_Source text_
——

In case you have a life, and missed the first 4 parts to this series, a short recap:
Half the folks in Blogland have a 100 Things list, in which they detail 100 miscellaneous facts about themselves, usually along the lines of "I collect ceramic elephants," and "I think Brad Pitt is dreamy." When I tried to create my own 100 Things list, all I could think of was, "I'm hungry for a cookie." However, thinking of 100 Things Wrong With Me was way easier; maybe the easiest thing I've ever done. I'm posting it in installments, because any list of anything gets insufferably boring after the first few items. Here's #41-50.
41. It irks me to no end when companies deliberately spell their company or product name wrong in some misguided attempt to be cute or catchy. Examples: Kountry Kitchen, Fantastik, Kwik Copy, Krispy Kreme. Oh, and those insipid Chick Fil-A ads where the spelling-challenged cows constantly obsess about "chikin." I want to shoot those retarded cows and stuff their carcasses, whole, down the throat of whoever came up with that dumb marketing campaign.
42. I basically refuse to touch raw meat. This makes cooking a challenge. Luckily I've found a solution--one which involves not cooking.
43. When people bring their kids to a public place and let them cry and scream, it makes me want to stab a pencil in my ear. I guess turning the violence upon myself is my way of protecting the children from my wrath. I know I should be more patient, because, news flash: Kids are noisy. But still, someone get me a pencil.

——

Stored items from a collection:
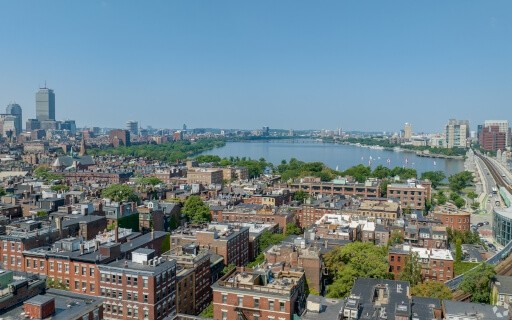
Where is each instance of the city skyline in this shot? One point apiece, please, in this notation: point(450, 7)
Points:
point(288, 65)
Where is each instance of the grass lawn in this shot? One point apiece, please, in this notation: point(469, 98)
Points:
point(462, 267)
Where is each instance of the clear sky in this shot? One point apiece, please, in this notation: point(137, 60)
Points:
point(359, 65)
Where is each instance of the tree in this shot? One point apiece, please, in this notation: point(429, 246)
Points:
point(208, 311)
point(459, 181)
point(458, 250)
point(432, 289)
point(357, 259)
point(196, 210)
point(412, 269)
point(292, 229)
point(396, 237)
point(477, 282)
point(120, 192)
point(300, 195)
point(436, 177)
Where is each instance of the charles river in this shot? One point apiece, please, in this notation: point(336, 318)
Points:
point(339, 156)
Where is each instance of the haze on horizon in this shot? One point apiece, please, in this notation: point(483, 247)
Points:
point(359, 65)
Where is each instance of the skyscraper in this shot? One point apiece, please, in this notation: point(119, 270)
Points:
point(14, 110)
point(457, 133)
point(133, 127)
point(45, 104)
point(408, 131)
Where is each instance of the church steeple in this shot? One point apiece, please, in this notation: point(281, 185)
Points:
point(83, 150)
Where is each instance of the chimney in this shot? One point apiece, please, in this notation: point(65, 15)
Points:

——

_Questions_
**a)** List the company or product names that the blog post gives right after "Examples:" as deliberately misspelled.
**b)** Switch "pencil" to "pen" throughout the part of the blog post starting at "42. I basically" and ending at "me a pencil.", and write out that part.
The material comes from a separate source, not from the blog post.

_Your responses_
**a)** Kountry Kitchen, Fantastik, Kwik Copy, Krispy Kreme

**b)**
42. I basically refuse to touch raw meat. This makes cooking a challenge. Luckily I've found a solution--one which involves not cooking.
43. When people bring their kids to a public place and let them cry and scream, it makes me want to stab a pen in my ear. I guess turning the violence upon myself is my way of protecting the children from my wrath. I know I should be more patient, because, news flash: Kids are noisy. But still, someone get me a pen.